* TEXTAUSZUG
-----

Crime Watch Nr. 139

Crime Watch Es ist mal wieder richtig niedlich. Roberto Savianos Camorra-Buch Gomorrha wird gerade als Gangster-Epos verspielfilmt. Ein eben erscheinendes Buch ...

Es ist mal wieder richtig niedlich. Roberto Savianos Camorra-Buch Gomorrha wird gerade als Gangster-Epos verspielfilmt. Ein eben erscheinendes Buch über Mafia. Von Paten, Pizzerien und falschen Priestern trötet ungeniert ins folkloristische Horn, die Cover-Werbung ist ein Höhepunkt gruslig-unfreiwilliger Komik: "Alles, was ich über die Mafia weiß, verdanke ich Petra Reski" (so heisst die Verfasserin), wird ausgerechnet Donna Leon zitiert, in deren Märchenbüchlein eines klar ist: Über "la mafia" und andere betrübliche Realitäten weiß Frau Leon absolut gar nichts. Es ist kommod für das Organisierte Verbrechen, kurz: OK, derart verblödelt und verdödelt als Marginalie der Yellow Pages abgebucht zu werden. Aber vermutlich ist ihm das auch völlig egal.

-----

* VORLIEGENDE DATEN
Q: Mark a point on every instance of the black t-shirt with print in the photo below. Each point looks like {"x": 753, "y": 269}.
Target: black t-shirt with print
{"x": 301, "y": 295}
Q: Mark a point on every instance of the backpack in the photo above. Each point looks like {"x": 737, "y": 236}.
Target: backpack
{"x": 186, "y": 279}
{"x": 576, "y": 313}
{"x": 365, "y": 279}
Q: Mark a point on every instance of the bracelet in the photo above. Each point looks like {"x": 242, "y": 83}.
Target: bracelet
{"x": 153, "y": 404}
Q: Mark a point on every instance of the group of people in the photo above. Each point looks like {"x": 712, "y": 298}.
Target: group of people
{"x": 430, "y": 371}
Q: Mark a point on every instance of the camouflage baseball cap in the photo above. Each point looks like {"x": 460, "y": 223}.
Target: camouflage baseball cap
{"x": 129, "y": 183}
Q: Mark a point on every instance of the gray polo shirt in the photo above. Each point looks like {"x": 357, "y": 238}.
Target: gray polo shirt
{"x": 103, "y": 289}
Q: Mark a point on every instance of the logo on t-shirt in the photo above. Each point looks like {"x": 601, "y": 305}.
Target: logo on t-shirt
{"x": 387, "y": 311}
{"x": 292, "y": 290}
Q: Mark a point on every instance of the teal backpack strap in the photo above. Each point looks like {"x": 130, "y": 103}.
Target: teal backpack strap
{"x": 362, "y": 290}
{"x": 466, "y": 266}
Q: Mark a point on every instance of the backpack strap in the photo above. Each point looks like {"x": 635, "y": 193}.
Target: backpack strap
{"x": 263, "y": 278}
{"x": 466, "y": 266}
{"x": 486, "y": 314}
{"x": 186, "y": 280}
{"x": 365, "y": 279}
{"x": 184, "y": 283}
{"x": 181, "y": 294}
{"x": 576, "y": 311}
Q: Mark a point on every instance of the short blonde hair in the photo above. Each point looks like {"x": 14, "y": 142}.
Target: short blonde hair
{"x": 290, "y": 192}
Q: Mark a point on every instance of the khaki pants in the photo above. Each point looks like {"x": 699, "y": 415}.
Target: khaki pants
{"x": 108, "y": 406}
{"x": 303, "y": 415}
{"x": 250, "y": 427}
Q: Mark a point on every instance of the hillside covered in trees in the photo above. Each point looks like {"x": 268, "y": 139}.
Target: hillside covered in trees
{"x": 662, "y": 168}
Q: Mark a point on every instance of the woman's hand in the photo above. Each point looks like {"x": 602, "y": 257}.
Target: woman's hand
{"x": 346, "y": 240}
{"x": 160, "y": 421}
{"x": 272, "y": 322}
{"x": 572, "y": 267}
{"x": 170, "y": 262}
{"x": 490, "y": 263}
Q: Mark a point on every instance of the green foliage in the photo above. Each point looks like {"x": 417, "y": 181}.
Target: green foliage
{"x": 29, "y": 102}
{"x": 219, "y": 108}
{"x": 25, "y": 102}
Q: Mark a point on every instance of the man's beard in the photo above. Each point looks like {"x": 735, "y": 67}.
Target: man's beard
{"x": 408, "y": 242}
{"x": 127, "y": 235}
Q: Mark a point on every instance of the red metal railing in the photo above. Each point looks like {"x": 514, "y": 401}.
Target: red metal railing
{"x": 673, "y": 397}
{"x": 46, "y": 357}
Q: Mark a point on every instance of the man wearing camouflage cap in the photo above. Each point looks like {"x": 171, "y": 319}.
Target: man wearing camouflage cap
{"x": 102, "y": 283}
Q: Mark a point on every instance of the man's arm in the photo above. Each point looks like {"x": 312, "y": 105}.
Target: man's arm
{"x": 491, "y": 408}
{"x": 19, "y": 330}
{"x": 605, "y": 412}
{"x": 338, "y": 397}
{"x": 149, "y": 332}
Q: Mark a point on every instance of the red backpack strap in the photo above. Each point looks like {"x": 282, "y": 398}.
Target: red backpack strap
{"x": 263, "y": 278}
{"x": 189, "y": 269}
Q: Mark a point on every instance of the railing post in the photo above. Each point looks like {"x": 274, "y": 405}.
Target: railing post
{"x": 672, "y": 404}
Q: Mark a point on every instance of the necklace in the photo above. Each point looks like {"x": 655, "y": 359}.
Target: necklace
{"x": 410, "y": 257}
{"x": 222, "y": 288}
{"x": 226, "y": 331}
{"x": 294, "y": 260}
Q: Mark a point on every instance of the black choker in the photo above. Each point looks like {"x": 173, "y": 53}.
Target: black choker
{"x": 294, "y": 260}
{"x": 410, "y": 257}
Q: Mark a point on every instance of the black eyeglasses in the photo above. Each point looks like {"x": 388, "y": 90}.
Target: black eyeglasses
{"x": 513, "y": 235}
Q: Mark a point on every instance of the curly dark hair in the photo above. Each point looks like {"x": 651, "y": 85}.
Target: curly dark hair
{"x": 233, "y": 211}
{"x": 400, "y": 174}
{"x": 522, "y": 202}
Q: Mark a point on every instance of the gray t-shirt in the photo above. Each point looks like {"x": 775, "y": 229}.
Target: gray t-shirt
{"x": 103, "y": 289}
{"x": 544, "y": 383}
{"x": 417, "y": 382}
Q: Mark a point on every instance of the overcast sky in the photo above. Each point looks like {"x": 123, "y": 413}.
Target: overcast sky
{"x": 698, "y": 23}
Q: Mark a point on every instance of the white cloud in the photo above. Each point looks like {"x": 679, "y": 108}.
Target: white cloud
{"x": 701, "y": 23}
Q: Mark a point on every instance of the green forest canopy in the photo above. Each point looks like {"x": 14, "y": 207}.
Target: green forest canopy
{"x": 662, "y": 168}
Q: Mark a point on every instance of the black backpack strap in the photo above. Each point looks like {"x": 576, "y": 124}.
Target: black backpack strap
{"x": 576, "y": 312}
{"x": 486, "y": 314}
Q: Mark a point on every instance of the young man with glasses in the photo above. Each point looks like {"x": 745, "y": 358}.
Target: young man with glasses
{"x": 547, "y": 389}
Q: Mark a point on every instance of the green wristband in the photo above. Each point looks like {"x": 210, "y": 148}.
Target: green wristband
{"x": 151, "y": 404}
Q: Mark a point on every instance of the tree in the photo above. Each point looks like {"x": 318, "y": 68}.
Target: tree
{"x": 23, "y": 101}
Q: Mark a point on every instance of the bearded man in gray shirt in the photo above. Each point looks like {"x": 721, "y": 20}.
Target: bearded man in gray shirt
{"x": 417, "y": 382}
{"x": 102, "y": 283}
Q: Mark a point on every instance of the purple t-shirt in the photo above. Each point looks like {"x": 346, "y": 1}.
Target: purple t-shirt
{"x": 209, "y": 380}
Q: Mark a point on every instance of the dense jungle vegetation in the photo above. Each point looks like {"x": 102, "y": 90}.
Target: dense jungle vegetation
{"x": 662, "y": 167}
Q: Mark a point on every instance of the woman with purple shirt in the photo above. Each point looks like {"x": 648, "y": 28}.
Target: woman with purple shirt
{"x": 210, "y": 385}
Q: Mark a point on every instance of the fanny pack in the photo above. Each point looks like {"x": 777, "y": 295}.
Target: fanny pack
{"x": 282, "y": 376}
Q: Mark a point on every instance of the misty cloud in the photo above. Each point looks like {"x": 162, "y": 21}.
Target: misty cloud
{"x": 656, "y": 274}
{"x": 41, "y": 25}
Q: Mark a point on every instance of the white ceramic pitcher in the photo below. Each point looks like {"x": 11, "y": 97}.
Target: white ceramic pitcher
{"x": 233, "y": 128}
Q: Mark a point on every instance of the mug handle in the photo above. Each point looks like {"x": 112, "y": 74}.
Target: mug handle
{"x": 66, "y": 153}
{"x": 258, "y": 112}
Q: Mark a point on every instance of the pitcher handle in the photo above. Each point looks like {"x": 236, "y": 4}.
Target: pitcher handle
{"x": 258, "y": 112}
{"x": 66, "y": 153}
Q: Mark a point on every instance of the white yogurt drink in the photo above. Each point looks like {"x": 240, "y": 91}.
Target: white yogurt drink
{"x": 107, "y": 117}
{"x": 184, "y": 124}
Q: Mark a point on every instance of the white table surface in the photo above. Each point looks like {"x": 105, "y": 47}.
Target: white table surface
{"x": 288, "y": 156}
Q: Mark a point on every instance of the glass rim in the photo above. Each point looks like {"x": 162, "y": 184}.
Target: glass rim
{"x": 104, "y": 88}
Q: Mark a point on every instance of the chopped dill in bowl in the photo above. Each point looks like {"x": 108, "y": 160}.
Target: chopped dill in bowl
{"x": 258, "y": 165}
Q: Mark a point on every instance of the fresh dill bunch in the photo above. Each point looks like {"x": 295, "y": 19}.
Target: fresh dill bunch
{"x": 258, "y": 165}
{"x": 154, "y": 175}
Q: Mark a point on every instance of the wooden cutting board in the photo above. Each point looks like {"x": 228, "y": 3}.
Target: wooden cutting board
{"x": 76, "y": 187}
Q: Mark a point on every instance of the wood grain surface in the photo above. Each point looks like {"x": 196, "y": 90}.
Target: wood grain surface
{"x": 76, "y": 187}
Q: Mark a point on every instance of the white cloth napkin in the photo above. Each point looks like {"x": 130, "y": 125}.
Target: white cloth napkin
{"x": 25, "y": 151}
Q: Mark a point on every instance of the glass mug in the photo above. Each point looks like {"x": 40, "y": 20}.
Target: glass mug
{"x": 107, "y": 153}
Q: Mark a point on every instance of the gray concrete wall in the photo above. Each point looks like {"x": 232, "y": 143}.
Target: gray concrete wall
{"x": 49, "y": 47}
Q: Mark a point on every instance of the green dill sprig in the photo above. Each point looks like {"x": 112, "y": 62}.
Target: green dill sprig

-----

* AUFGABENSTELLUNG
Welches Buch von Roberto Saviano wird laut dem Textauszug gerade als Gangster-Epos verfilmt?

* LÖSUNG
Das Camorra-Buch „Gomorrha“.